A few years ago, I wrote an entry for our dear friend, Mister Phil, who had just been diagnosed with cancer. And I asked everyone to leave comments wishing him well, and almost 300 people were kind enough to send him their best. And slowly, he got better, beat his cancer, and we were all thankful that he'd made it through.

Very recently, though, the cancer came back. And Phil went through chemo and radiation, and all of those awful things you do when you have cancer. Up until the end of September, it looked like he'd beaten it again. But unfortunately, the cancer kept spreading, and even though he fought hard, it just kept getting worse. So, three weeks ago, Phil decided he'd had enough of that, thank you, and went home to spend his remaining time with his family and friends, so he could say good bye to everyone on his own terms, like the true gentleman he always was.

Phil died at home last week. He left behind his beautiful wife, my Aunt Rie (who STILL turns bright red when I talk about anything remotely scandalous, but loves me anyway) and two wonderful sons, who are like my brothers, only without the spitting and pinching. He was my Daddy's best friend, a surrogate father to my sister and me, and a dear, kind friend to pretty much everyone we knew.

== REQUIRED ACTIONS ==
1/ In the text about Mister Phil, list every phrase that tells when something happened.
2/ From the text about Mister Phil, copy out word for word the stretch from "A few years" through "he always was.".
The stored data after this has nothing to do with the work.

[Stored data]
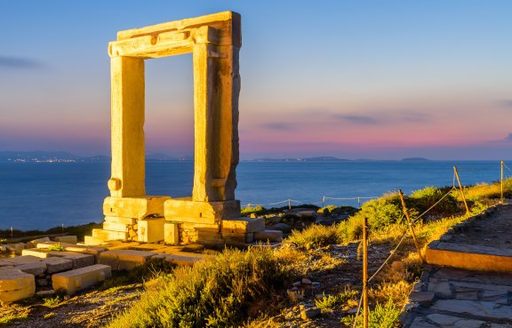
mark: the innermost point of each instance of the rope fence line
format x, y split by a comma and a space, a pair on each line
393, 251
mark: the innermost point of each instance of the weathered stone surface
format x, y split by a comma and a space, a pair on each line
269, 235
150, 230
475, 308
15, 285
471, 257
243, 225
184, 258
78, 279
171, 233
71, 239
133, 204
107, 235
79, 260
35, 268
57, 264
452, 321
124, 259
37, 252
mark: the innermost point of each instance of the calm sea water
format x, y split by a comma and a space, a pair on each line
43, 195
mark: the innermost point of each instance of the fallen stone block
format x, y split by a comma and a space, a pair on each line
124, 259
106, 235
115, 226
15, 285
79, 260
184, 258
238, 237
24, 259
171, 233
150, 230
37, 252
15, 248
469, 257
269, 235
71, 239
58, 264
243, 225
34, 242
35, 268
78, 279
91, 241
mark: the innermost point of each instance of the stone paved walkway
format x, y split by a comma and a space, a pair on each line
457, 297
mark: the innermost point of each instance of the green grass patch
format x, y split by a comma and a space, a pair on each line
214, 293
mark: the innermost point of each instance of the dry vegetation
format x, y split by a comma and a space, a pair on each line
249, 288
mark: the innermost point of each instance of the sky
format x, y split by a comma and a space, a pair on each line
352, 79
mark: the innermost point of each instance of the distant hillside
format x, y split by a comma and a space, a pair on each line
415, 159
306, 159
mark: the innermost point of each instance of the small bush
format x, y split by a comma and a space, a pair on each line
381, 212
315, 236
423, 199
214, 293
382, 316
328, 303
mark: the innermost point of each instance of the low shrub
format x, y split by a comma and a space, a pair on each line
315, 236
214, 293
423, 199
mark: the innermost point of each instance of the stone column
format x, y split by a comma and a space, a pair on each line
127, 127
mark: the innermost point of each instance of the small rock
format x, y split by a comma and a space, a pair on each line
295, 295
282, 227
306, 281
45, 293
309, 313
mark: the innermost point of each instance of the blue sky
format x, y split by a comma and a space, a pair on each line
372, 79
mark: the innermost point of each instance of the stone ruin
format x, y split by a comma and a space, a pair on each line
212, 214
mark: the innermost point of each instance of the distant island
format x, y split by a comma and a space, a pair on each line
415, 159
65, 157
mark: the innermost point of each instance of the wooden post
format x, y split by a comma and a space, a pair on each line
365, 273
456, 172
410, 224
502, 165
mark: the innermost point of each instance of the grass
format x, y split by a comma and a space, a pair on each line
52, 302
217, 292
235, 286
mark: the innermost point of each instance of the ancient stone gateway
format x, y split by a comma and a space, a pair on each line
211, 214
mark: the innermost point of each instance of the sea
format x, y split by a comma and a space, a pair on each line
45, 195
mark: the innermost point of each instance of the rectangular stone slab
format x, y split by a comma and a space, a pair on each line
269, 235
243, 225
79, 260
58, 264
12, 279
78, 279
124, 259
470, 257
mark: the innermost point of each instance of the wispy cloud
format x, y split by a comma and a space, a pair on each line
387, 117
11, 62
278, 126
358, 119
505, 103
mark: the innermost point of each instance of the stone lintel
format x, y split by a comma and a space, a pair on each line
186, 210
227, 22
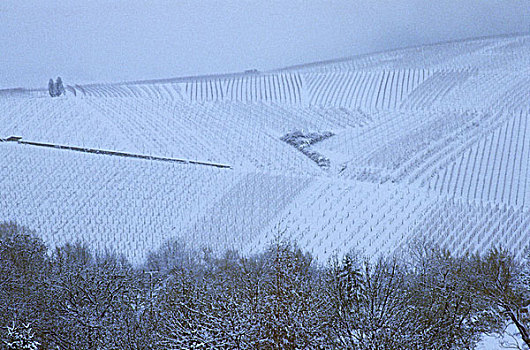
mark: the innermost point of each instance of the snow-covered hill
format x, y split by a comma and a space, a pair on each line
430, 142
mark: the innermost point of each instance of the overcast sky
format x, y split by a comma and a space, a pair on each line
119, 40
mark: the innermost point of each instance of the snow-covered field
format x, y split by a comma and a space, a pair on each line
430, 142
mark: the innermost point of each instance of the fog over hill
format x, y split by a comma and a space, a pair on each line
124, 40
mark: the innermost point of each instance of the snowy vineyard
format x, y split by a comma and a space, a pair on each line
428, 143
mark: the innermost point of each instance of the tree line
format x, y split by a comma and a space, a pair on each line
184, 298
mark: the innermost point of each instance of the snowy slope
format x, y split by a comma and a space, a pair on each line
428, 143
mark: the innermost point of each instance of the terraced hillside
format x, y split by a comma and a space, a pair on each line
365, 153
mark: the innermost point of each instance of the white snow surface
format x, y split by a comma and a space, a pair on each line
430, 143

== COMPLETED EXERCISE ==
1/
- A few years ago
- Very recently
- the end of September
- three weeks ago
- last week

2/
A few years ago, I wrote an entry for our dear friend, Mister Phil, who had just been diagnosed with cancer. And I asked everyone to leave comments wishing him well, and almost 300 people were kind enough to send him their best. And slowly, he got better, beat his cancer, and we were all thankful that he'd made it through.

Very recently, though, the cancer came back. And Phil went through chemo and radiation, and all of those awful things you do when you have cancer. Up until the end of September, it looked like he'd beaten it again. But unfortunately, the cancer kept spreading, and even though he fought hard, it just kept getting worse. So, three weeks ago, Phil decided he'd had enough of that, thank you, and went home to spend his remaining time with his family and friends, so he could say good bye to everyone on his own terms, like the true gentleman he always was.